Tuesday, May 12, 2020

MLB in 2020?

MLB owners presented a proposal to the Players Association about resuming the 2020 season. It features an abbreviated Spring Training to start in June, an 82-game regular season to start on or about the first of July, a universal DH, expanded playoffs, a 30-man taxi squad with a 50-man enlarged roster, geographically-close opponents, blah-blah-blah. I don't give a shit about the details! All those things are subsidiary to the health concerns and the extraordinary efforts that will be required to protect players, staff, workers, etc.

But the crux of the matter is money. It seemed, at first, MLB and the Players Association could agree on pro-rated salaries and other matters like reducing the draft from ten rounds to five. The new proposal, however, is a revenue-sharing deal. The players would get a portion of the media revenue generated by the games (since there will be no gate receipts). I expect this will be a non-starter for the MLBPA as it amounts to a salary cap. (The luxury tax is a kind of salary cap but it operates at the team level.) Players get a lot of flack about how much money they make, but that's silly when you think about how much money the game generates for the owners. Imagine being able to afford employees who cost $25M/year! That's right, you have to be a billionaire.

Chris Rock put it perfectly: "Shaq is rich. The white man that signs his checks is wealthy!"

Fans don't typically make such distinctions, and when the MLBPA (rightly) rejects the new proposal they'll be seen as greedy, out-of-touch, pampered athlete-celebrities. In the midst of a global pandemic, if the owners really think getting baseball going again is THAT IMPORTANT, then they should foot the goddamn bill! One day perhaps we will make all players free agents from the get-go and get rid of the draft, team-control years, arbitration, and all that un-American nonsense that prevents the free movement of talent. But that's another story.

I understand the urge to get things "back to normal" in the midst of this crisis. I understand the economic pain of the shutdowns. And I love baseball and miss it terribly. But I'm having a hard time seeing a practical implementation of a baseball season this summer and fall. I'd like to see MLB and MLBPA hammer out that stuff first (like, what happens is if a player/umpire/trainer/etc. tests positive for the virus?) and then argue about compensation. And MLB needs to get rid of their anachronistic blackout policy and make ALL the games available in EVERY market (like the NFL) or they are going to slowly strangle their golden goose.

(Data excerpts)
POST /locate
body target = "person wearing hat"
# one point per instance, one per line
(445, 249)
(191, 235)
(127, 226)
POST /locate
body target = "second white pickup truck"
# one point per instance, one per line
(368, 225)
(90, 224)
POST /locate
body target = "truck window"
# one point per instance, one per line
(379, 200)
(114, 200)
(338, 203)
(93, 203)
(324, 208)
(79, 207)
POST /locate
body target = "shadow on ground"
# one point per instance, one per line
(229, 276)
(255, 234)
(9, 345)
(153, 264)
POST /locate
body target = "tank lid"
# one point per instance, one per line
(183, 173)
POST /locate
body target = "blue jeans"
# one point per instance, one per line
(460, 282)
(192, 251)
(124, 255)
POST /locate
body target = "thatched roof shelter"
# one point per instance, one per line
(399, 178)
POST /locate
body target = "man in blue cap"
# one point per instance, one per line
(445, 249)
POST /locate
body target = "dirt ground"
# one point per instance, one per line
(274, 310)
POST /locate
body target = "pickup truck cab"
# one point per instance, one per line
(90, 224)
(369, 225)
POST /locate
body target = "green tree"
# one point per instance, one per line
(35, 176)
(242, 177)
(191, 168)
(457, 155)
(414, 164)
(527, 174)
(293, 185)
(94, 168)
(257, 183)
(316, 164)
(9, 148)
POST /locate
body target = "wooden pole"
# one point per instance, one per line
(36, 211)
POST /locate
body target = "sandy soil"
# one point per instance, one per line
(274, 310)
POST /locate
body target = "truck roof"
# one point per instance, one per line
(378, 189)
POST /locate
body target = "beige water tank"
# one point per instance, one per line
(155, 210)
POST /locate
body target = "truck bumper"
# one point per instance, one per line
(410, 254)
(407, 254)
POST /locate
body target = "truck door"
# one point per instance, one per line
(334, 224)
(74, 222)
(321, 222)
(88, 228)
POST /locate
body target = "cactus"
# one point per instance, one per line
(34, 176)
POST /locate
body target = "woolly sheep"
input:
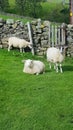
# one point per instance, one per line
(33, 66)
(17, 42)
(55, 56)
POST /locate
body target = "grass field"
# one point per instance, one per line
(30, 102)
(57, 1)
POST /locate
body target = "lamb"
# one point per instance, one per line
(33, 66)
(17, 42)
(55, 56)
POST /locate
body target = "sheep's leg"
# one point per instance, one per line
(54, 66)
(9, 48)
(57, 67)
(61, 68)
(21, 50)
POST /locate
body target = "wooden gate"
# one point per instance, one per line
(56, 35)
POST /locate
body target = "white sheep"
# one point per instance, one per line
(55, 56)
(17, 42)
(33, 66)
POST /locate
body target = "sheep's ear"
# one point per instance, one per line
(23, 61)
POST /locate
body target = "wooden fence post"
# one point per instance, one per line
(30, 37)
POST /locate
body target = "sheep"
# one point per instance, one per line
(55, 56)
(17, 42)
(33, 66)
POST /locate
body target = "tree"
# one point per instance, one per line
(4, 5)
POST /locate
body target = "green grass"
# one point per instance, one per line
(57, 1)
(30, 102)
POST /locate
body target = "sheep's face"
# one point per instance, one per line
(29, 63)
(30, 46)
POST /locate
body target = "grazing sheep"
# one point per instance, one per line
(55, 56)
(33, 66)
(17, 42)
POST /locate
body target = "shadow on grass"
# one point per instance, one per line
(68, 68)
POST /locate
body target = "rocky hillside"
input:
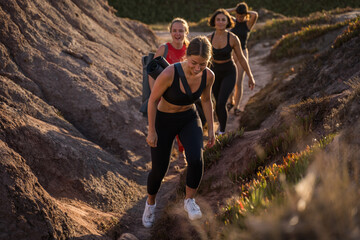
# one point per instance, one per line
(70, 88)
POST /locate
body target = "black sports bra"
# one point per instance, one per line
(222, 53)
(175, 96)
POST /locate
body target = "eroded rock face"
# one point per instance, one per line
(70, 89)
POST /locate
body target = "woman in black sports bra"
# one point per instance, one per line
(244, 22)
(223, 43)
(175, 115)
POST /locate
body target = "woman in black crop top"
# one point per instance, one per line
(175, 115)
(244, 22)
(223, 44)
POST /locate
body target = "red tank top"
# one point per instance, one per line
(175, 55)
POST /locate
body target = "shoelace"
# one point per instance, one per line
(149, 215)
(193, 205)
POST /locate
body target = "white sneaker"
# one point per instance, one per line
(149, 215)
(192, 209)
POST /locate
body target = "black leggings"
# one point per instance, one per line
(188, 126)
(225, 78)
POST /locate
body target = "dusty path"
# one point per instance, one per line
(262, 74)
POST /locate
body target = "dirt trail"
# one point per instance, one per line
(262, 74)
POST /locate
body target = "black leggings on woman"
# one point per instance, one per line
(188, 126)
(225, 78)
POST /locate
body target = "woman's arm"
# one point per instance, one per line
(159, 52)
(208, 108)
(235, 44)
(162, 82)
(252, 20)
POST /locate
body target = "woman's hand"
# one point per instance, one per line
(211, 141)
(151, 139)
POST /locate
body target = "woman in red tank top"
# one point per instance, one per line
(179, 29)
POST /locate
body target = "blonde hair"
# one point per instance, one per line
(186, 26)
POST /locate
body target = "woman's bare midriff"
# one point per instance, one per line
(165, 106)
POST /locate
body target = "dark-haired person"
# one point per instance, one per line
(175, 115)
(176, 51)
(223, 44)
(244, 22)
...
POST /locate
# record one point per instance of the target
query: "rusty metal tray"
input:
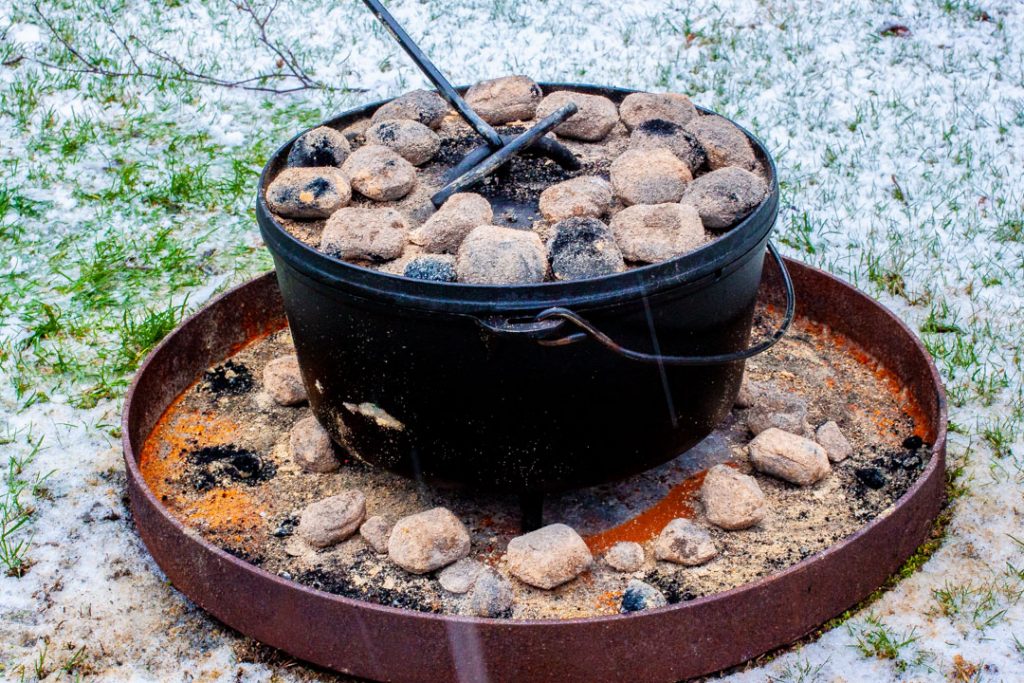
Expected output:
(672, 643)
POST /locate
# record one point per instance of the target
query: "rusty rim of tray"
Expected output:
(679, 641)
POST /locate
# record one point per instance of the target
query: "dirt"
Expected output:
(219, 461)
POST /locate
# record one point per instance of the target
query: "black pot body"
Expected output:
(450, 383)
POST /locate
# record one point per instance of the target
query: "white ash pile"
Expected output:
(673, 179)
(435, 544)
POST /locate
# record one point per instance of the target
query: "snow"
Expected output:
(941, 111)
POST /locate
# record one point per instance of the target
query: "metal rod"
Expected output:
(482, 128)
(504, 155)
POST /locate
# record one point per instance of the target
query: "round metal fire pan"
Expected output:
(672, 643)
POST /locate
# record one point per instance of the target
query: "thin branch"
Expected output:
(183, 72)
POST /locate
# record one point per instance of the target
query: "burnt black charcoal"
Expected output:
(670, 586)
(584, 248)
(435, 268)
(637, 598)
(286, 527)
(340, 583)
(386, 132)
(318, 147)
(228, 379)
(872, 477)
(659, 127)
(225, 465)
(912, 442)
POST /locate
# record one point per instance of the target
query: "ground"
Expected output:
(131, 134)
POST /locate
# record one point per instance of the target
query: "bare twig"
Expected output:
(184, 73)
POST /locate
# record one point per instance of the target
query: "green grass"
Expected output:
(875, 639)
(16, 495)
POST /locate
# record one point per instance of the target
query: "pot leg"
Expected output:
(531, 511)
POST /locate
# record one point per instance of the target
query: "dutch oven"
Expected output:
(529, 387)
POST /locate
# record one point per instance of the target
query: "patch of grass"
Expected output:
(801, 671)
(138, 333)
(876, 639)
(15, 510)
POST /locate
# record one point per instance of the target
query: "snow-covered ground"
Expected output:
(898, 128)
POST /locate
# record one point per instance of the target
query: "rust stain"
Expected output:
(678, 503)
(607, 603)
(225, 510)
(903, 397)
==
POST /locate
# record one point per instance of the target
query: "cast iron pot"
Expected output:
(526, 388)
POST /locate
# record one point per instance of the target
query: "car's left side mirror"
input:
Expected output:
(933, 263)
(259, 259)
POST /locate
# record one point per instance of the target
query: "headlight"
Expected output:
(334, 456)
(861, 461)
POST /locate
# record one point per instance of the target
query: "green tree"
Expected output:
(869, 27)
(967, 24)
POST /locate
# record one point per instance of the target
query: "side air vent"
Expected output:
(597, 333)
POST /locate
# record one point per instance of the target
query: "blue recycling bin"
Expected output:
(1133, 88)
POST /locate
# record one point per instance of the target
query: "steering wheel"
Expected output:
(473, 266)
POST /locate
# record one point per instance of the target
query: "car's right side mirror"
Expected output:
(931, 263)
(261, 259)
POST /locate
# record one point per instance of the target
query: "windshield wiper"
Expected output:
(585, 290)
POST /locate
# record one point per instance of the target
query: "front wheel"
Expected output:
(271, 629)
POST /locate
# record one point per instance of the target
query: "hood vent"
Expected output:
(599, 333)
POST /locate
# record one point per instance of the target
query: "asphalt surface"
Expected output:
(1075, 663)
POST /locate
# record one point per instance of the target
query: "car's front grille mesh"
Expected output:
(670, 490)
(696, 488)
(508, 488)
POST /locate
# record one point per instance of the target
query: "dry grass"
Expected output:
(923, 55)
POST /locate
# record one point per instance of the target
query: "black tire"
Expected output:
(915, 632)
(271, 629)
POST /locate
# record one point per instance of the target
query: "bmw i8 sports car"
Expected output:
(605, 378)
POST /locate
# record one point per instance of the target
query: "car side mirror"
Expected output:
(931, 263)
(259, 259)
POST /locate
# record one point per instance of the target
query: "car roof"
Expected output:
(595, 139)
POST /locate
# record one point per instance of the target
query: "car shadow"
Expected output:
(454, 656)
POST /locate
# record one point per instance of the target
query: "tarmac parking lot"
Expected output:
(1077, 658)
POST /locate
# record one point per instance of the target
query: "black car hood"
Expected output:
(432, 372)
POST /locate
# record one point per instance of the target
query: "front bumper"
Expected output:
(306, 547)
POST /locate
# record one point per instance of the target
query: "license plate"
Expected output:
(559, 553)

EXERCISE PROMPT
From the baseball post at the top, copy word for word the passage that starts at "Fans don't typically" and ends at "that's another story.".

RESPONSE TO THE TASK
Fans don't typically make such distinctions, and when the MLBPA (rightly) rejects the new proposal they'll be seen as greedy, out-of-touch, pampered athlete-celebrities. In the midst of a global pandemic, if the owners really think getting baseball going again is THAT IMPORTANT, then they should foot the goddamn bill! One day perhaps we will make all players free agents from the get-go and get rid of the draft, team-control years, arbitration, and all that un-American nonsense that prevents the free movement of talent. But that's another story.